---------- Recorded data
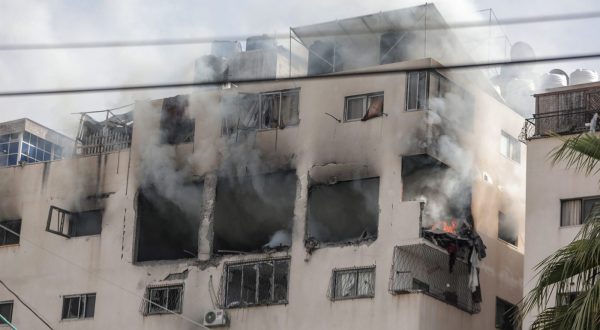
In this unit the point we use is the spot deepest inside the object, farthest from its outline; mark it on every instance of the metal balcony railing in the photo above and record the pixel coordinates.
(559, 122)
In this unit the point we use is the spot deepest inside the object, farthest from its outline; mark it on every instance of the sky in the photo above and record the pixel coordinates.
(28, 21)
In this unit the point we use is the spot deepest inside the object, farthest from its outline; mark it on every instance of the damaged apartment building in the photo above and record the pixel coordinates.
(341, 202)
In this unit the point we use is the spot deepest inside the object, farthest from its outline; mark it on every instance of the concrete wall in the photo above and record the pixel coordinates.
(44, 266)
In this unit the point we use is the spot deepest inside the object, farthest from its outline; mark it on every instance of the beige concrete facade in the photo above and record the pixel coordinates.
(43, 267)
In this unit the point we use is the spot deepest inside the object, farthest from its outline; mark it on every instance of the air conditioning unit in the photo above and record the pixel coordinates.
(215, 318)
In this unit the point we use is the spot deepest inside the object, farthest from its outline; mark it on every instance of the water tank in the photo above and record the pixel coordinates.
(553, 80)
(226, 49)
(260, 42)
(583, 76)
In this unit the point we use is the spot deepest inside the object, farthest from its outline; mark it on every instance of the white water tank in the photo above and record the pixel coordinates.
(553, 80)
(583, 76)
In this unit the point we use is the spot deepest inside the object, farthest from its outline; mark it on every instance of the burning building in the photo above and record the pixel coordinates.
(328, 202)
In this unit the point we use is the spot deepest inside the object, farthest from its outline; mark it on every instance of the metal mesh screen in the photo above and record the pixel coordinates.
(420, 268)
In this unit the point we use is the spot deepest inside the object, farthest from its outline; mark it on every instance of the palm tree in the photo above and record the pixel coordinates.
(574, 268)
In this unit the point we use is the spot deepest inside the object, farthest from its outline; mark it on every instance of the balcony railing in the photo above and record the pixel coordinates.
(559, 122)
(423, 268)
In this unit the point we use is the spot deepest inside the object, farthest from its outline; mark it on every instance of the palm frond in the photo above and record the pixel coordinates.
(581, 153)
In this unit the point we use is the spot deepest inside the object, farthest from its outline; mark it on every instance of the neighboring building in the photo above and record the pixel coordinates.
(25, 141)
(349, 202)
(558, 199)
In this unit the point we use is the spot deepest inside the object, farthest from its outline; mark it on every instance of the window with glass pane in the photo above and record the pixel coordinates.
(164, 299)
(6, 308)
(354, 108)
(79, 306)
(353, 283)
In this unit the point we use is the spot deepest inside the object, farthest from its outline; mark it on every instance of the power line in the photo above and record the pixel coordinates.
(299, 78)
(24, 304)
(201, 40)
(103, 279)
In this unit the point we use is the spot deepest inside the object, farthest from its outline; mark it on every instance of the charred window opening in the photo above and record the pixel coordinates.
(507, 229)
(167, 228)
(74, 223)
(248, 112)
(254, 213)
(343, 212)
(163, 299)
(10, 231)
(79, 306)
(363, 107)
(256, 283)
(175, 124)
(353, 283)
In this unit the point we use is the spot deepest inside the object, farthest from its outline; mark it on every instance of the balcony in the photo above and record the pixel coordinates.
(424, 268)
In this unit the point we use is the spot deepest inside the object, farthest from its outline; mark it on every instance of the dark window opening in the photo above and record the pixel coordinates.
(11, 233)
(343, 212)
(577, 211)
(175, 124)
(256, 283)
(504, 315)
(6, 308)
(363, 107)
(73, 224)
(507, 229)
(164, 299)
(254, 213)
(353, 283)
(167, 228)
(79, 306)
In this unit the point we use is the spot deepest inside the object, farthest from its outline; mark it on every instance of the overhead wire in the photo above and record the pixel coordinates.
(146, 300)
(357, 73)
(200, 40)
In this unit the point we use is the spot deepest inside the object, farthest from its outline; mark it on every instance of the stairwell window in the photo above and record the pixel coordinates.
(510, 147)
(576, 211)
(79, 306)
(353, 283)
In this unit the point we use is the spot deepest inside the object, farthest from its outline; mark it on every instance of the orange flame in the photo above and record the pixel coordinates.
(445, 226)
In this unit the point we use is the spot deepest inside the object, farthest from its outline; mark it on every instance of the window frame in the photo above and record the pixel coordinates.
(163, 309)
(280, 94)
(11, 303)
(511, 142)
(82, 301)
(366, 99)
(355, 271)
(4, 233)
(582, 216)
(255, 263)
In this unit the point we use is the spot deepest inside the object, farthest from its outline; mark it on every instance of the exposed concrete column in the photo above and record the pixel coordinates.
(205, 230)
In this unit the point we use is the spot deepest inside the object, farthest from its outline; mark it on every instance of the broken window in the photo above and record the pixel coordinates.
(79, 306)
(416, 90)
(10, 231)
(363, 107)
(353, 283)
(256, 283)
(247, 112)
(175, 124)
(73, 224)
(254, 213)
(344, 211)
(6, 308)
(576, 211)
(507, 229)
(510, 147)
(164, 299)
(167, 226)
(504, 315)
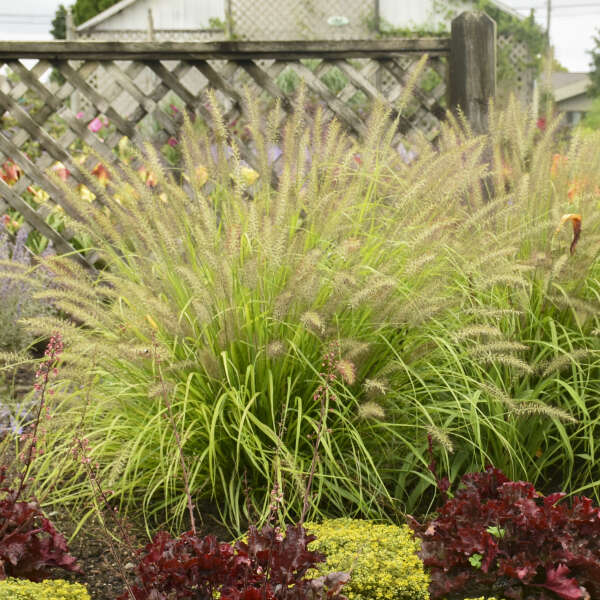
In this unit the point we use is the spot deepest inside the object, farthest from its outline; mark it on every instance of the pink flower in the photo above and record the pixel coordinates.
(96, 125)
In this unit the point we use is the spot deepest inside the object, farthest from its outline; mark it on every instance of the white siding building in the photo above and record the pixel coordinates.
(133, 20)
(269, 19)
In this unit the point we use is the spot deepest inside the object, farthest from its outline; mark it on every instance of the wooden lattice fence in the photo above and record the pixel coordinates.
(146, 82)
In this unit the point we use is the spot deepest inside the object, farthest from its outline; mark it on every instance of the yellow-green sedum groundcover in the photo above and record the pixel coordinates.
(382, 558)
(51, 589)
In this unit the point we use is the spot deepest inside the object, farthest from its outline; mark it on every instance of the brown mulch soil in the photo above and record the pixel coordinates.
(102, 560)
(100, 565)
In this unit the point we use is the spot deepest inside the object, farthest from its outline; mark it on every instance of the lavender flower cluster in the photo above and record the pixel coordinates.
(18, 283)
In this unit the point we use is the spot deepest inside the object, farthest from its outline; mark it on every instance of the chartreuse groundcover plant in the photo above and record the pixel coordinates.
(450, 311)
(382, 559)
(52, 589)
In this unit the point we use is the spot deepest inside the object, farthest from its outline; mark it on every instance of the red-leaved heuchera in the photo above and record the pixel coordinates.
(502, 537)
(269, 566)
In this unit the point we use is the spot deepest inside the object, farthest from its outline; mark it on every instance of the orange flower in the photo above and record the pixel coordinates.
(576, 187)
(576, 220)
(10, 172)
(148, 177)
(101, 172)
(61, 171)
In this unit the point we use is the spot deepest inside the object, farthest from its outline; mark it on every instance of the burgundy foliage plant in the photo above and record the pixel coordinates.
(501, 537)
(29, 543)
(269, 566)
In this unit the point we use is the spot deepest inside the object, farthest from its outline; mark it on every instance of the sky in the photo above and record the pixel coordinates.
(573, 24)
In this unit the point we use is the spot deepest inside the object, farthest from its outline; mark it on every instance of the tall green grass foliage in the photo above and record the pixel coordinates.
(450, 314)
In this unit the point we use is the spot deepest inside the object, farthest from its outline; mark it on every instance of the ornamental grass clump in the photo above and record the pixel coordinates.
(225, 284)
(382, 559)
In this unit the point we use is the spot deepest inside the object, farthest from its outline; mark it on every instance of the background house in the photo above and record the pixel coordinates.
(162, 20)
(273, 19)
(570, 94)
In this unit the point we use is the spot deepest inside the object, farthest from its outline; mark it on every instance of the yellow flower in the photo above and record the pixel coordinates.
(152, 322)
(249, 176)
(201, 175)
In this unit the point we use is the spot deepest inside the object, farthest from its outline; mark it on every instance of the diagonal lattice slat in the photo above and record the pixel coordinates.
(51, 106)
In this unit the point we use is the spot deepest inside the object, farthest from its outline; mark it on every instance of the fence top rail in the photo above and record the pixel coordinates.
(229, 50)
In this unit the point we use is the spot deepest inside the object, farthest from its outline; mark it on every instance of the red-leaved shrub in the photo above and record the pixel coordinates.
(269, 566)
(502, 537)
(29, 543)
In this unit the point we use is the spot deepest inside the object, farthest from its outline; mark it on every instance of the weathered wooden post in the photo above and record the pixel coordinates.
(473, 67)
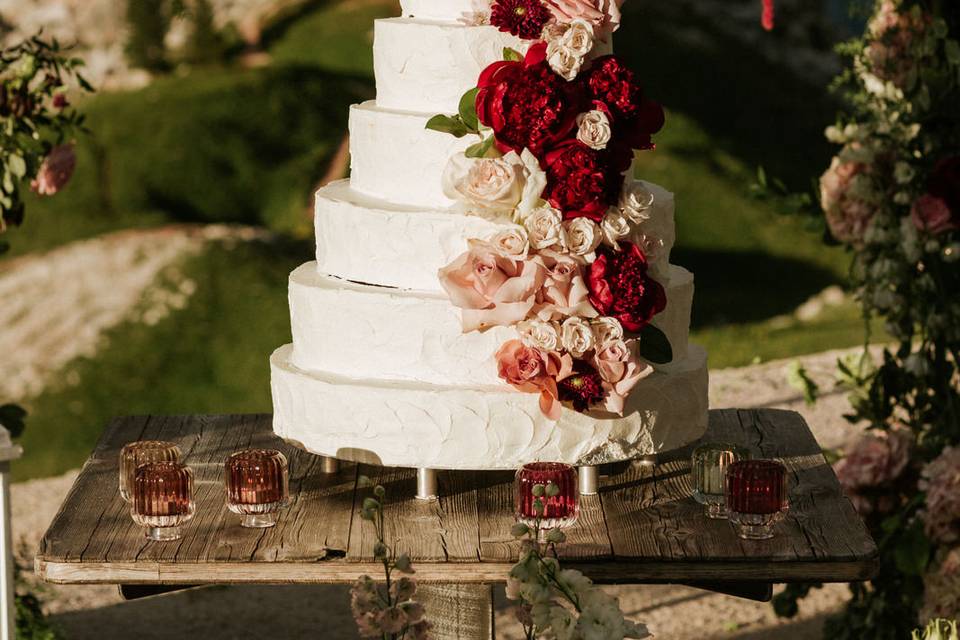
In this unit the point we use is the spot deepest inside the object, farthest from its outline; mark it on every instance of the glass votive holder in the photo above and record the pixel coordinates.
--------------------
• [Exercise goal]
Start with the line that holds "the yellow flower" and retype each line through the last one in the data, exactly and without pictures.

• [Written response]
In this unit the point we use is the spot deepest inside the object, farthest from its outline; mark it on every instance of the yellow flower in the photo above and record the pixel coordinates.
(152, 322)
(249, 176)
(201, 175)
In this unit the point we use is the spot deepest inside the object, farthest from its outline; mark it on every instance of the diagonal lattice slat in the photo above and record the pixel coordinates.
(51, 106)
In this unit the point we use is the spot deepest inside the object, farthest from its outline; mark it on every instance of the fence top rail in the photo above and record the pixel coordinates.
(229, 50)
In this unit the point we use is the spot deepest inside the object, farthest from its outline; mark it on every instance of the red-leaved shrub in the photo above and record the pixel coordinates.
(269, 566)
(502, 537)
(29, 543)
In this unit the point we use is the spot deepest inside the object, farthest from its outline; mark it on every instance of the weathered wooden post in the photo above and record the pixel coordinates.
(473, 67)
In this unit the point we use is the spot deepest inside the object, farthest from its outline; mark it on every instance of the glass votive holder in the photo above and record the pixel coordinates.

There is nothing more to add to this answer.